Rows from a pointing dataset
# # # # #
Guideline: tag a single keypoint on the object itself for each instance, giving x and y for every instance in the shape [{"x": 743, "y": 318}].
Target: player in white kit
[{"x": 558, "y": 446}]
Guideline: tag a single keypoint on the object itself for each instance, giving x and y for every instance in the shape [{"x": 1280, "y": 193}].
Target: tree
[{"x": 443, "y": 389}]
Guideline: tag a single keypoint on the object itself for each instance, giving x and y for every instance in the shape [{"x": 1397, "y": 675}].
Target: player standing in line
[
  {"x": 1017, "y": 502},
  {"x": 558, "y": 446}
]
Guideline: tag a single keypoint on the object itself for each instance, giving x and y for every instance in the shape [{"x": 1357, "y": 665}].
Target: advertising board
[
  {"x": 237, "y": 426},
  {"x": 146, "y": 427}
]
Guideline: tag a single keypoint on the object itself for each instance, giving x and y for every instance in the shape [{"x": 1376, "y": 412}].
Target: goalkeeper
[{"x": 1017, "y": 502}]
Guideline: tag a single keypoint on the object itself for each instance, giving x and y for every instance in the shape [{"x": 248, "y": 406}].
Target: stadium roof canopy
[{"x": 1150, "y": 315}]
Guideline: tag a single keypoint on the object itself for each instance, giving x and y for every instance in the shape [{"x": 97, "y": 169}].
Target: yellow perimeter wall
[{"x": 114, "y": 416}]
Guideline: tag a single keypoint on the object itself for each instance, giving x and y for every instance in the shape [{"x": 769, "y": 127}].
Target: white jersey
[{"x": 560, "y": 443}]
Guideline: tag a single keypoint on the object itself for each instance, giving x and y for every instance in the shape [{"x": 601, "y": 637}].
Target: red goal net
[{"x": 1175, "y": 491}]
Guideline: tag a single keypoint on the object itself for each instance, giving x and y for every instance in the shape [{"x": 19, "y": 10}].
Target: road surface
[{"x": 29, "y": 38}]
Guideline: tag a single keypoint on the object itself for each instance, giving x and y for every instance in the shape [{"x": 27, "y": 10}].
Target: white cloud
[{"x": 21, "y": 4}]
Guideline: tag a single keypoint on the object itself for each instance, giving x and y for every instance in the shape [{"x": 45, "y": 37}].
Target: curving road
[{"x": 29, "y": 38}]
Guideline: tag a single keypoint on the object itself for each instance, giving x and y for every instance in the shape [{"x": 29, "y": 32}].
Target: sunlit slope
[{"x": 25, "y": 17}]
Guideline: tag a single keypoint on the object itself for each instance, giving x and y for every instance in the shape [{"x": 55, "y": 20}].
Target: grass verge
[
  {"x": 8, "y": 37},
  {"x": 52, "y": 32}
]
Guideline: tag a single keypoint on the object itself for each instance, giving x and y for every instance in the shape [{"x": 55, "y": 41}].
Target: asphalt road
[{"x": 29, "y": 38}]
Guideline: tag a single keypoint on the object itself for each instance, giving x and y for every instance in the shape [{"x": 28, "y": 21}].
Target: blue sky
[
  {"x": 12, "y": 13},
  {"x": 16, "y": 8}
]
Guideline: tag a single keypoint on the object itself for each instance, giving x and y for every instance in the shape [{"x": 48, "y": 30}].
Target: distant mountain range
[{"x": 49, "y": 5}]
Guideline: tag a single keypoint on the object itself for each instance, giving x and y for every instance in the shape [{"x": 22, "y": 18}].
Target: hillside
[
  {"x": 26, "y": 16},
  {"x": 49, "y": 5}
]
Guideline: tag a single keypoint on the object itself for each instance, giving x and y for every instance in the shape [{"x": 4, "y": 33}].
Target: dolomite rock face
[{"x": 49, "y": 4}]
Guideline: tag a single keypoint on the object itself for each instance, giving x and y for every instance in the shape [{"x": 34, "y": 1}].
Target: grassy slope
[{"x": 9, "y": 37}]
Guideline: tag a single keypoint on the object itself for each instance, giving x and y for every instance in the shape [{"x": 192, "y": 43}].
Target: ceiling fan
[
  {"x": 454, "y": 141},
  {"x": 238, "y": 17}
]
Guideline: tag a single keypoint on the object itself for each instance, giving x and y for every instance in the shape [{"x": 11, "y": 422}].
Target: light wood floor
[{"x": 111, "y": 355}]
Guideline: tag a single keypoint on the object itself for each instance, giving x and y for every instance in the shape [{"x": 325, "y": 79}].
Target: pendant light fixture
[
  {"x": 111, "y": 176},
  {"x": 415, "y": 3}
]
# # # # #
=== TASK DESCRIPTION ===
All of the data must be returned exactly.

=== SOLUTION TO THE EXERCISE ===
Guideline: tag a single keypoint on the object itself for each instance, giving x and y for every instance in the shape [{"x": 743, "y": 318}].
Target: player in white kit
[{"x": 558, "y": 446}]
Guideline: tag a single keypoint on the object itself for each instance, giving x and y for every instance in the shape [{"x": 1280, "y": 193}].
Target: tree
[{"x": 443, "y": 389}]
Guideline: tag a single keypoint on the object itself for each instance, giving x and y for every instance in the shape [{"x": 1397, "y": 675}].
Target: player standing in line
[
  {"x": 1017, "y": 502},
  {"x": 558, "y": 446}
]
Guideline: tag a single keypoint on the object itself for each instance, giving x and y for every instance in the shape [{"x": 1357, "y": 665}].
Target: advertising board
[
  {"x": 237, "y": 426},
  {"x": 146, "y": 427}
]
Guideline: tag a single keypoint on the object itself for each instance, giving x and y for every instance in the shape [{"x": 1376, "y": 412}].
Target: goalkeeper
[{"x": 1017, "y": 502}]
Guideline: tag a single keypoint on the object itself for each instance, giving x and y for every instance in the shape [{"x": 248, "y": 406}].
Target: stadium roof canopy
[{"x": 1150, "y": 315}]
Guideline: tag a single keypoint on the object itself for each instance, giving x and y for every instance in the shape [{"x": 97, "y": 169}].
Target: yellow perimeter wall
[{"x": 114, "y": 416}]
Guideline: tag a single keypoint on the object itself for each instance, giving x and y for every instance in the shape [{"x": 769, "y": 127}].
Target: white jersey
[{"x": 560, "y": 443}]
Guideline: tag a single keypoint on the object itself for each instance, giving x and y for every instance in the shape [{"x": 601, "y": 637}].
Target: red goal net
[{"x": 1175, "y": 491}]
Guideline: tag a single keypoint on the object itself for each instance, giving x and y for every instance in the shape [{"x": 19, "y": 10}].
Target: road surface
[{"x": 29, "y": 38}]
Guideline: tag a single keypoint on the object itself for each instance, giving x and y for every instance in the shape [{"x": 27, "y": 10}].
Target: white cloud
[{"x": 21, "y": 4}]
Guideline: tag a single keypoint on the object itself for each instance, giving x and y for every instance in the shape [{"x": 45, "y": 37}].
Target: curving road
[{"x": 29, "y": 38}]
Guideline: tag a single keypoint on the object itself for each instance, giving x and y for every instance in the shape [{"x": 29, "y": 32}].
Target: sunlit slope
[{"x": 25, "y": 17}]
Guideline: tag a single keypoint on the object itself for each instance, giving x and y for every instance in the shape [{"x": 55, "y": 20}].
Target: grass verge
[
  {"x": 8, "y": 37},
  {"x": 52, "y": 32}
]
Guideline: tag a single keypoint on the object itself for each instance, giving x and y for every instance in the shape [{"x": 55, "y": 41}].
Target: asphalt road
[{"x": 29, "y": 38}]
Guideline: tag a single keypoint on the object itself for each instance, giving x and y for every instance in the shape [{"x": 28, "y": 21}].
Target: blue sky
[
  {"x": 12, "y": 13},
  {"x": 16, "y": 8}
]
Guideline: tag a single keypoint on the object itself for each instance, giving x and y for every instance in the shape [{"x": 48, "y": 30}].
Target: distant mountain range
[{"x": 49, "y": 5}]
Guideline: tag a single keypoint on the object itself for each instance, giving x and y for every instance in the shape [{"x": 22, "y": 18}].
Target: hillside
[
  {"x": 26, "y": 16},
  {"x": 49, "y": 5}
]
Guideline: tag a single keypoint on the object itself for each instance, giving x and y for every instance in the shape [{"x": 4, "y": 33}].
Target: dolomite rock face
[{"x": 49, "y": 4}]
Guideline: tag a single keypoint on the object itself for each instance, giving x and y for every instance in the shape [{"x": 34, "y": 1}].
Target: grassy slope
[{"x": 9, "y": 37}]
Guideline: tag a single keypoint on the object itself for each instance, giving x and y for every instance in the shape [{"x": 192, "y": 43}].
Target: ceiling fan
[
  {"x": 454, "y": 141},
  {"x": 238, "y": 17}
]
Guideline: tag a single keypoint on the object itself for each instance, giving x and y for every instance in the shape [{"x": 11, "y": 422}].
Target: light wood floor
[{"x": 111, "y": 355}]
Guideline: tag a single keypoint on the object itself for each instance, giving x and y for every instance in the shape [{"x": 325, "y": 79}].
Target: pendant light fixture
[
  {"x": 111, "y": 176},
  {"x": 415, "y": 3}
]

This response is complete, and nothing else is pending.